Exercise text:
↓
This property in itself is not a problem: as the case of free complete semilattices above shows, it can well be that the solution of the word problem leaves only a set of equivalence classes. In other words, it is possible that the proper classes of all terms have the same meaning and are thus identified in the free construction. However, the equivalence classes for the word problem of complete lattices are "too small," such that the free complete lattice would still be a proper class, which is not allowed.

Now, one might still hope that there are some useful cases where the set of generators is sufficiently small for a free, complete lattice to exist. Unfortunately, the size limit is very low, and we have the following theorem:

 The free complete lattice on three generators does not exist; it is a proper class.

A proof of this statement is given by Johnstone. The original argument is attributed to Alfred W. Hales; see also the article on free lattices.

=== Completion ===

If a complete lattice is freely generated from a given poset used in place of the set of generators considered above, then one speaks of a completion of the poset. The definition of the result of this operation is similar to the above definition of free objects, where "sets" and "functions" are replaced by "posets" and "monotone mappings". Likewise, one can describe the completion process as a functor from the category of posets with monotone functions to some category of complete lattices with appropriate morphisms that are left adjoint to the forgetful functor in the converse direction.

As long as one considers meet- or join-preserving functions as morphisms, this can easily be achieved through the so-called Dedekind–MacNeille completion. For this process, elements of the poset are mapped to (Dedekind-) cuts, which can then be mapped to the underlying posets of arbitrary complete lattices in much the same way as done for sets and free complete (semi-) lattices above.

The aforementioned result that free complete lattices do not exist entails that an according free construction from a poset is not possible either. This is easily seen by considering posets with a discrete order, where every element only relates to itself. These are exactly the free posets on an underlying set. Would there be a free construction of complete lattices from posets, then both constructions could be composed, which contradicts the negative result above.

== Representation ==
G. Birkhoff's book Lattice Theory contains a very useful representation method. It associates a complete lattice to any binary relation between two sets by constructing a Galois connection from the relation, which then leads to two dually isomorphic closure systems. Closure systems are intersection-closed families of sets. When ordered by the subset relation ⊆, they are complete lattices.
↑
Using the information:
1) List every word or phrase that the passage on complete lattices puts in quotation marks.
2) Answer these questions from the passage on complete lattices:
(a) On how many generators does the free complete lattice not exist?
(b) Who is credited with the original argument for that result?
(c) What is the title of the book that contains the representation method?
3) Continue the passage on complete lattices from its final sentence.

Data for analysis:
↓
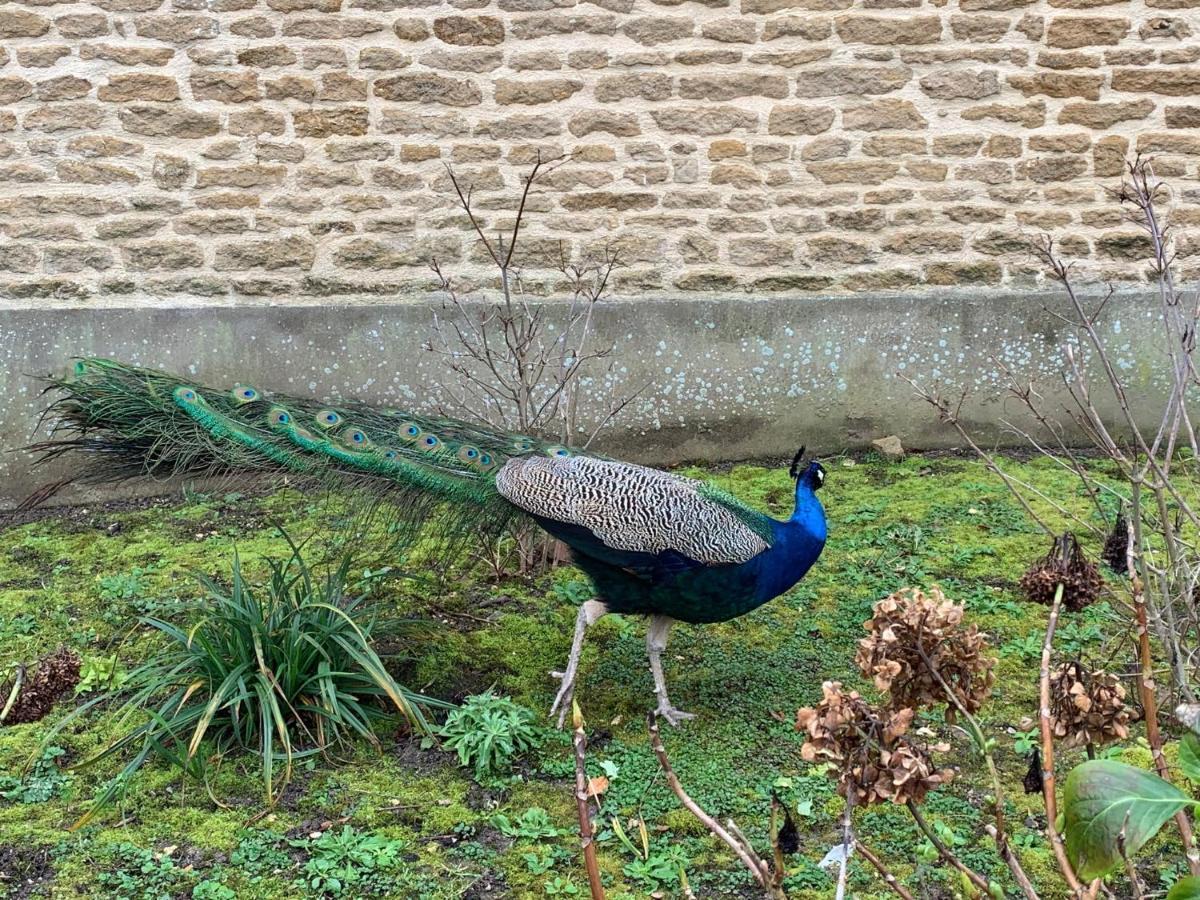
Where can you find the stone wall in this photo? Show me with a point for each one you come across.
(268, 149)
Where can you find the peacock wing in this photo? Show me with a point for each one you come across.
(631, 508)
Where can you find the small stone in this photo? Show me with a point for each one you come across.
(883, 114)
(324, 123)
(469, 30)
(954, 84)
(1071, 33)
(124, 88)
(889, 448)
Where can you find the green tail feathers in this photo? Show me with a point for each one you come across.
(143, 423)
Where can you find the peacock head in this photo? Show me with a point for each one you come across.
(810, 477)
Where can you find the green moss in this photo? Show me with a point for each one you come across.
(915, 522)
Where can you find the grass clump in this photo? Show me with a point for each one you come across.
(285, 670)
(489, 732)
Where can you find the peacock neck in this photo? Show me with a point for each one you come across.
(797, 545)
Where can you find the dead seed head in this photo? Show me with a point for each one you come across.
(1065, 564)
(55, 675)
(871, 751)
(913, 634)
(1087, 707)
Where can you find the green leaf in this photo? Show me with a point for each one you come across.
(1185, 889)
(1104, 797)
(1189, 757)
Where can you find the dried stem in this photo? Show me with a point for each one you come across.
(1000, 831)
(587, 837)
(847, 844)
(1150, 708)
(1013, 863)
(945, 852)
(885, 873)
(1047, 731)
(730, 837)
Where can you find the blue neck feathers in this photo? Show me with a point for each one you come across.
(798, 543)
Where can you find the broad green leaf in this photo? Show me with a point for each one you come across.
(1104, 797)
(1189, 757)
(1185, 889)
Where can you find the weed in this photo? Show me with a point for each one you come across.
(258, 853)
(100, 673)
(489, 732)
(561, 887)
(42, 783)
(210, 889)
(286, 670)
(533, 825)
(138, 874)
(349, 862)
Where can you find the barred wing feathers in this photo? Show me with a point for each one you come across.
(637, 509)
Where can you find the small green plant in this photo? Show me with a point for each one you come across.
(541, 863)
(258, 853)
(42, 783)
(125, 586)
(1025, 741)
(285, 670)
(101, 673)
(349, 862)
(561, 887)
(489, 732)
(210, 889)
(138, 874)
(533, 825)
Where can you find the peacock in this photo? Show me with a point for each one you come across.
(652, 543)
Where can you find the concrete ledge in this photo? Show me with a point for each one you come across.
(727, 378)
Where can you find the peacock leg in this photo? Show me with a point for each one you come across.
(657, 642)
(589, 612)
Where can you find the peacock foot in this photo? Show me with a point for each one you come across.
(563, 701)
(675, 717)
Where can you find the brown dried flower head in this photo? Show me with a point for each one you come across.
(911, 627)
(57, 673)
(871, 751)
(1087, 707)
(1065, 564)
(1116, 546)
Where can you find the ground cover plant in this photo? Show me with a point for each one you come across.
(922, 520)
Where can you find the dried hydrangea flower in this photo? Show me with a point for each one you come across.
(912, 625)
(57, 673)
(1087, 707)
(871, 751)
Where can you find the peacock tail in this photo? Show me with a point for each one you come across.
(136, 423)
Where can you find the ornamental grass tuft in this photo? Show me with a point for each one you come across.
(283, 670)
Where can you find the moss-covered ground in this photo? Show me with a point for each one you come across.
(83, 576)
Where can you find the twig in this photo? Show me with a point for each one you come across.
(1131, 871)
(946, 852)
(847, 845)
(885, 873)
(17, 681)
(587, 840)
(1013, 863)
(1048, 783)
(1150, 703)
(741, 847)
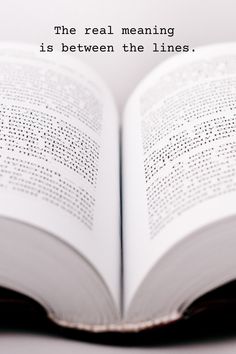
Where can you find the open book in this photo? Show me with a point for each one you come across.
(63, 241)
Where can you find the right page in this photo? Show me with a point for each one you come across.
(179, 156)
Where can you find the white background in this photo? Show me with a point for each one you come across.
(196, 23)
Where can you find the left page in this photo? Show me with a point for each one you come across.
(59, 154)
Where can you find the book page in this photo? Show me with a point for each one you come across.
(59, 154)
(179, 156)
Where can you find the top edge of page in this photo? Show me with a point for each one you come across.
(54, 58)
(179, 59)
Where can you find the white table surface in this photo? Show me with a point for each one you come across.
↑
Answers:
1)
too small
sets
functions
posets
monotone mappings

2)
(a) Three.
(b) Alfred W. Hales.
(c) Lattice Theory, by G. Birkhoff.

3)
A special instance of Birkhoff's construction starts from an arbitrary poset (P,≤) and constructs the Galois connection from the order relation ≤ between P and itself. The resulting complete lattice is the Dedekind-MacNeille completion. When this completion is applied to a poset that already is a complete lattice, then the result is isomorphic to the original one. Thus, we immediately find that every complete lattice is represented by Birkhoff's method, up to isomorphism.

The construction is utilized in formal concept analysis, where one represents real-word data by binary relations (called formal contexts) and uses the associated complete lattices (called concept lattices) for data analysis. The mathematics behind formal concept analysis therefore is the theory of complete lattices.

Another representation is obtained as follows: A subset of a complete lattice is itself a complete lattice (when ordered with the induced order) if and only if it is the image of an increasing and idempotent (but not necessarily extensive) self-map.
The identity mapping has these two properties. Thus all complete lattices occur.

== Further results ==
Besides the previous representation results, there are some other statements that can be made about complete lattices, or that take a particularly simple form in this case. An example is the Knaster–Tarski theorem, which states that the set of fixed points of a monotone function on a complete lattice is again a complete lattice. This is easily seen to be a generalization of the above observation about the images of increasing and idempotent functions.